TASK OBJECTIVE:
Copy the listing below word for word, from its start through the line containing "x=574, y=127", including both ends. Leave the pictures out of your copy.

Object position labeling listing:
Start

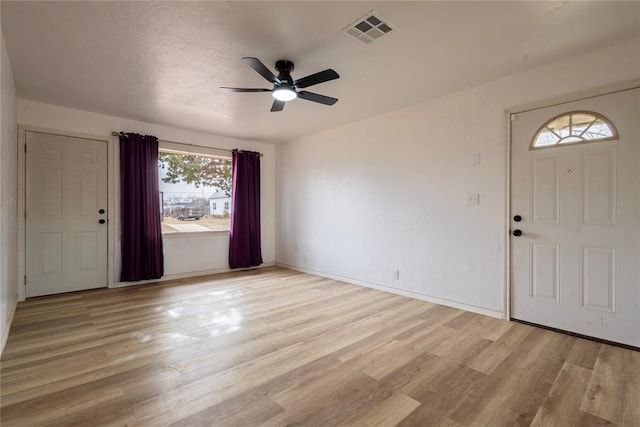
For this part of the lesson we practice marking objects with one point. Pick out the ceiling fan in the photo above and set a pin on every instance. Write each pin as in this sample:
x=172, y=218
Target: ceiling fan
x=284, y=87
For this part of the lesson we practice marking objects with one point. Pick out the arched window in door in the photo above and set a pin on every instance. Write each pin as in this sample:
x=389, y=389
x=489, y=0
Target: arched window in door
x=574, y=127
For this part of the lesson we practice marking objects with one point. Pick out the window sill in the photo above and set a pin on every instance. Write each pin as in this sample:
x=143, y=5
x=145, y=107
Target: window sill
x=189, y=234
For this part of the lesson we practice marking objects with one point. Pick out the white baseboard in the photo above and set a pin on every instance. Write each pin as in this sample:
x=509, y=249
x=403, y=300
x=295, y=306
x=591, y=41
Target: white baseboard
x=410, y=294
x=188, y=275
x=7, y=328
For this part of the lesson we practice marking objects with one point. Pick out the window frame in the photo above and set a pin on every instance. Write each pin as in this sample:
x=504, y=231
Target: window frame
x=597, y=116
x=197, y=150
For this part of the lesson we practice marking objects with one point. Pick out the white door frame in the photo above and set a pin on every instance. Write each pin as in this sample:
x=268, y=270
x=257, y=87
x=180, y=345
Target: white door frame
x=603, y=90
x=22, y=169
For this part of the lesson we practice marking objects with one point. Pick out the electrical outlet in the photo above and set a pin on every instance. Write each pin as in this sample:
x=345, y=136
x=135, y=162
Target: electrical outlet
x=473, y=199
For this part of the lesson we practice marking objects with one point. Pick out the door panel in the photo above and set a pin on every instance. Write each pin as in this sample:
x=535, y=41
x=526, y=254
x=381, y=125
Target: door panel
x=576, y=264
x=66, y=185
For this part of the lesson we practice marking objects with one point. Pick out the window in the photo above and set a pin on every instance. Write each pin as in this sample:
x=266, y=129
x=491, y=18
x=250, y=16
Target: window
x=194, y=182
x=574, y=128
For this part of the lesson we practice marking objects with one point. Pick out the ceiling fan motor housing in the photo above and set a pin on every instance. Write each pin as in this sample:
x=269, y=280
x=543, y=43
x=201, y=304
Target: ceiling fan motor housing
x=285, y=68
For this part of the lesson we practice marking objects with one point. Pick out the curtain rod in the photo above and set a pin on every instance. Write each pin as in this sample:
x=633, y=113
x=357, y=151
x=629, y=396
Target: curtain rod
x=114, y=133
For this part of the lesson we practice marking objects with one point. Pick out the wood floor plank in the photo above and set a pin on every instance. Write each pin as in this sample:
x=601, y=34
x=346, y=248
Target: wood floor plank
x=276, y=347
x=614, y=387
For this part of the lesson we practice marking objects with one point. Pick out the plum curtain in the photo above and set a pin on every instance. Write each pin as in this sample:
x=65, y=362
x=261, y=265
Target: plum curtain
x=141, y=228
x=244, y=243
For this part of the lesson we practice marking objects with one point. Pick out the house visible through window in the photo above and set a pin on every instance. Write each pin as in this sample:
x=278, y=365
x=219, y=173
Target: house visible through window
x=193, y=187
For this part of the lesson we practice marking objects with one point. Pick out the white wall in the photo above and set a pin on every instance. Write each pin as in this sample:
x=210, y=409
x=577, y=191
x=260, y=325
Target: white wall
x=184, y=255
x=8, y=196
x=335, y=188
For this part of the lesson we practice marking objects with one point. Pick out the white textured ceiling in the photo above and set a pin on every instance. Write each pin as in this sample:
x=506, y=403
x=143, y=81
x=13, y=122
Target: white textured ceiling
x=163, y=62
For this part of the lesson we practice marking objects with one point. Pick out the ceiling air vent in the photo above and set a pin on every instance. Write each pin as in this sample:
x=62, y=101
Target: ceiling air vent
x=369, y=28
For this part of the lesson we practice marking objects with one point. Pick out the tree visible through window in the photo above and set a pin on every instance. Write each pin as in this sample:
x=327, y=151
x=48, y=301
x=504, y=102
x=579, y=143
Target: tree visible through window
x=192, y=186
x=574, y=128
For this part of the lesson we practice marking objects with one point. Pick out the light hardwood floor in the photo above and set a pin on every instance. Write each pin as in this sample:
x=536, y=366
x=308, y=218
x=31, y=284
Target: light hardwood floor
x=276, y=347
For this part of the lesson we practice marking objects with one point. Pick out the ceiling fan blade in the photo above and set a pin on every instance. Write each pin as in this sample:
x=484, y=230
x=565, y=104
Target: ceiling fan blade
x=241, y=89
x=310, y=96
x=261, y=69
x=314, y=79
x=277, y=105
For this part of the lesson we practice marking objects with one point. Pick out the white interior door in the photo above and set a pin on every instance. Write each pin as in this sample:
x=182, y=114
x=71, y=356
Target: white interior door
x=575, y=266
x=66, y=214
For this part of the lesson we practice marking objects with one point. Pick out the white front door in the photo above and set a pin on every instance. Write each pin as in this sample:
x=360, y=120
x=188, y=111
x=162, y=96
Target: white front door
x=66, y=203
x=576, y=265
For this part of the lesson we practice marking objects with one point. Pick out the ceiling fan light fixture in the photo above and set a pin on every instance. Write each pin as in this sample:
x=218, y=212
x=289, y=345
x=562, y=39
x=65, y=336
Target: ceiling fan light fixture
x=284, y=93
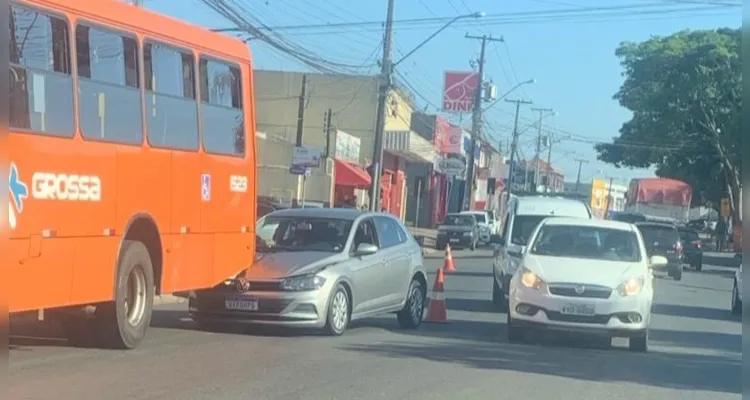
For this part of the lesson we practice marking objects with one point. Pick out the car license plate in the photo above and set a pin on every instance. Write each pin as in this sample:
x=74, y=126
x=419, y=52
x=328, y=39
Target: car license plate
x=241, y=304
x=578, y=309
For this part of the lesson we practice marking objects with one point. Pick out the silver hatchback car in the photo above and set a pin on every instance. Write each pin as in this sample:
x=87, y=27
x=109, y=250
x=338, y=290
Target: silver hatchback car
x=322, y=268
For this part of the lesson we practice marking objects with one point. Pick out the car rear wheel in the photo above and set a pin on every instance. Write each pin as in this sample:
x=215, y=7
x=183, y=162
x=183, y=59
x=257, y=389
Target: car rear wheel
x=410, y=317
x=736, y=302
x=337, y=319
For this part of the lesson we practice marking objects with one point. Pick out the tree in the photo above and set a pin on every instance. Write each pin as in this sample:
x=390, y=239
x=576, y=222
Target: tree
x=684, y=91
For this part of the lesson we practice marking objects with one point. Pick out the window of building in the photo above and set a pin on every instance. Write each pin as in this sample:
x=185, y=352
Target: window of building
x=108, y=95
x=221, y=109
x=171, y=106
x=41, y=85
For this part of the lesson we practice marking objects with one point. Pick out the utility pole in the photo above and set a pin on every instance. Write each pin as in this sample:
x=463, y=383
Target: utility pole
x=609, y=198
x=537, y=159
x=476, y=120
x=549, y=162
x=301, y=179
x=385, y=87
x=514, y=143
x=580, y=166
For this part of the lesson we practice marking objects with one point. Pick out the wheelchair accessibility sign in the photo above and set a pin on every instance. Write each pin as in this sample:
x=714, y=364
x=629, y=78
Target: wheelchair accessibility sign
x=206, y=187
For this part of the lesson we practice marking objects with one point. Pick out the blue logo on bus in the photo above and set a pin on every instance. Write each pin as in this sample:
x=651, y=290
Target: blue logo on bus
x=18, y=192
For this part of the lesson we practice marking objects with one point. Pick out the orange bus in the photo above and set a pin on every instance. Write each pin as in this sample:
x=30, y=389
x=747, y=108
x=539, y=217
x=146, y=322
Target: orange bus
x=132, y=163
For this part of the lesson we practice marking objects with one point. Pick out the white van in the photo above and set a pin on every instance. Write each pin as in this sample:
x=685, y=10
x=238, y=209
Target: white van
x=523, y=215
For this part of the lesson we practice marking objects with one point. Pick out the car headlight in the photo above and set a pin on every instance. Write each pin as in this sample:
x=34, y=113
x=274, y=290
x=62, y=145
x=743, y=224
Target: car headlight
x=631, y=287
x=513, y=264
x=531, y=280
x=305, y=282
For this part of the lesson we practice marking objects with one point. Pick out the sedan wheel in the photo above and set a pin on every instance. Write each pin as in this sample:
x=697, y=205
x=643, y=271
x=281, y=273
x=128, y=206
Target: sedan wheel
x=338, y=312
x=410, y=317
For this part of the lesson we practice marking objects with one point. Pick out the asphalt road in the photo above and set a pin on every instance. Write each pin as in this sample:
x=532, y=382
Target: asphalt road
x=695, y=354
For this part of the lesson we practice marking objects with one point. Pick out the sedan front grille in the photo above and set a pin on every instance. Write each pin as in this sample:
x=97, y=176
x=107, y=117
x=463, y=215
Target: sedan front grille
x=580, y=290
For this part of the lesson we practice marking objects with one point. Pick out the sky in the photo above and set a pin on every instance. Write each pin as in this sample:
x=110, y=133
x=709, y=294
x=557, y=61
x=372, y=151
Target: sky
x=571, y=56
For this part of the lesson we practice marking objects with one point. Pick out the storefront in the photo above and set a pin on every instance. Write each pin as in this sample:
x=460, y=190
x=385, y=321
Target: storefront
x=402, y=148
x=350, y=181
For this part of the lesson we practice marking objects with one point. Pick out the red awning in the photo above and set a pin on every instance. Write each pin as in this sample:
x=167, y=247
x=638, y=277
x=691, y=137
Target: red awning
x=348, y=174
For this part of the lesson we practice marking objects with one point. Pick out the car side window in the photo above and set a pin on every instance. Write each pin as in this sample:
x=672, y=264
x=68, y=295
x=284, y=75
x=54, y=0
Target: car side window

End

EXPECTED ANSWER:
For this part of the lesson we practice marking objects with one point. Pick out the ceiling fan in the photo above and set a pin on every instance. Write each pin as in this sample:
x=172, y=218
Target: ceiling fan
x=284, y=87
For this part of the lesson we practice marking objects with one point. Pick out the arched window in door in the photo above and set a pin on every instance. Write each pin as in this sample:
x=389, y=389
x=489, y=0
Target: arched window in door
x=574, y=127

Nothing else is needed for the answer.